原始生活

原始生活

悉多太子は、菩提樹下に吉祥草を敷いて結跏趺坐し、自己心中の無明煩悩を断尽くして。無上菩提を證得せん事に専念し給ひ、金剛不動の大禅定に安住された。自己の生命防衛の法も構ぜず。魔軍に対して大慈大悲の心地を磨かれた。

悉多太子の大慈大悲こそは、一切の魔軍を降伏し、あらゆる殺人破壊の兵器を無用化せしめたる不可思議の神通力であった。誰人にも人間には此の神通力が有る。これを悉有仏性と云う。

▶ [練習問題]
- A) 悉多太子についての文章のうち、「悉多太子は、菩提樹下に吉祥草」から「有る。これを悉有仏性と云う。」までをすべてそのまま書き写せ。
- B) 悉多太子についての文章を、最後の文の後から書き継げ。
エントリはこの練習では使わない。

収集データ:
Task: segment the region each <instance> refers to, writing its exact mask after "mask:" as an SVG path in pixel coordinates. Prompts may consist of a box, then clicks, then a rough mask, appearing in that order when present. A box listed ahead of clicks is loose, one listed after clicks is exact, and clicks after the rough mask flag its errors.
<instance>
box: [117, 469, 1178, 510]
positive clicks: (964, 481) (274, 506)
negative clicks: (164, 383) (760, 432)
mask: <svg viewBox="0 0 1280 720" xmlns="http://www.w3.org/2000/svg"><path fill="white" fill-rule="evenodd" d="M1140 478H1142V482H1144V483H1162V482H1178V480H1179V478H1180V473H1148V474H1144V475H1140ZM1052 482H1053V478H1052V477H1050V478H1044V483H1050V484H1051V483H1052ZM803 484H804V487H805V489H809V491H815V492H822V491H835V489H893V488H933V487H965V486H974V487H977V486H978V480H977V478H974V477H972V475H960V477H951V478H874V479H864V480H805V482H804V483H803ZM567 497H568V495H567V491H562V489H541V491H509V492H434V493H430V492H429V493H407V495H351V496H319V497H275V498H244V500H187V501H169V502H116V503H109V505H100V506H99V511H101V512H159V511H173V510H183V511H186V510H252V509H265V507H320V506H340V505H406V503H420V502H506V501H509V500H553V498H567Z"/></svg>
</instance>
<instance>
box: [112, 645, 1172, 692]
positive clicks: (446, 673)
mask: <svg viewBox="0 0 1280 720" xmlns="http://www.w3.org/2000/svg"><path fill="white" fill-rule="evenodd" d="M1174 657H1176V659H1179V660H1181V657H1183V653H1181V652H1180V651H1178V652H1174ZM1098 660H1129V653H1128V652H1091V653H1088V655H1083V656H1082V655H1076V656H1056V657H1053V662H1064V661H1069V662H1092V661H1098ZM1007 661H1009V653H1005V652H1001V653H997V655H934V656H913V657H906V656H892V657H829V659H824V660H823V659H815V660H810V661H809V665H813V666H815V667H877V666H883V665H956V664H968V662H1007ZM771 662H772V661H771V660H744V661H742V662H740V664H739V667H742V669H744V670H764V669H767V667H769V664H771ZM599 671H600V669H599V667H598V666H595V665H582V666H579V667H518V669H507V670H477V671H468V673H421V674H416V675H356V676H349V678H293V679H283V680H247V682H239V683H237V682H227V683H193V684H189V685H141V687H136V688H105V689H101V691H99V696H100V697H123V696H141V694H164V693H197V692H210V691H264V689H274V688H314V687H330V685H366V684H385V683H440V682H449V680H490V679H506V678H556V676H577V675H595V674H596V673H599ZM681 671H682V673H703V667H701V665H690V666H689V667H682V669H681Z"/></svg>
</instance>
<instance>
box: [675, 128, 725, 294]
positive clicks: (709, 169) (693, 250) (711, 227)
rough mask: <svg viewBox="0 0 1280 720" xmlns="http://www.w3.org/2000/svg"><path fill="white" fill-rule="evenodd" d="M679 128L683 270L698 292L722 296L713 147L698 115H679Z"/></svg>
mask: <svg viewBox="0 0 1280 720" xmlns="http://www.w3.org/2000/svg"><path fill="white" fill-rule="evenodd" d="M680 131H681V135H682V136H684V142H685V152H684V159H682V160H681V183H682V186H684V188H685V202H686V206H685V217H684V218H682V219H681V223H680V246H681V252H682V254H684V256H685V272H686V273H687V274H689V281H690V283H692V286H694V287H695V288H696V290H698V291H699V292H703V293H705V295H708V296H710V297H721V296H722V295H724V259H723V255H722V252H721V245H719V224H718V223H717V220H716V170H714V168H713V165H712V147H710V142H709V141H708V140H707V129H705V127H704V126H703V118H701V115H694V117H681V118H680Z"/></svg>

▶ [解答]
- A)
悉多太子は、菩提樹下に吉祥草を敷いて結跏趺坐し、自己心中の無明煩悩を断尽くして。無上菩提を證得せん事に専念し給ひ、金剛不動の大禅定に安住された。自己の生命防衛の法も構ぜず。魔軍に対して大慈大悲の心地を磨かれた。

悉多太子の大慈大悲こそは、一切の魔軍を降伏し、あらゆる殺人破壊の兵器を無用化せしめたる不可思議の神通力であった。誰人にも人間には此の神通力が有る。これを悉有仏性と云う。

- B)
仏滅二千五百年には時代救済の為に遣わされたる仏陀の遺弟=比丘・比丘尼は、原爆水爆を始めとして諸々の残忍なる殺人兵器を擁する大魔軍の中に於いて何を為すべきか。経文には「此の人久しからずして、必ず当に草を取って道場に座し、諸々の魔軍を破すべし」と説かれて有る。現代の降魔にも、潜水艦・飛行機を必要とせざるのみならず、一切の防衛工作を必要としない。彼の自然に茂れる一樹の木陰に往き、路傍に生じたる幾茎の草を取って褥となし、其の上に打座し、ひたすら大慈無量心・大悲無量心の成就せん事を心に掛けて、大法の鼓を撃つべきである。至極の機械文明の弊害を救うものは、又至極の自然生活・原始生活の中に有る。法華経には分明に「此の大法の鼓の妙音は、一切の魔軍を降伏し、一切衆生を老病死の海。別しては原水爆の横難横死から度脱せしむるであろう」と記されて有る。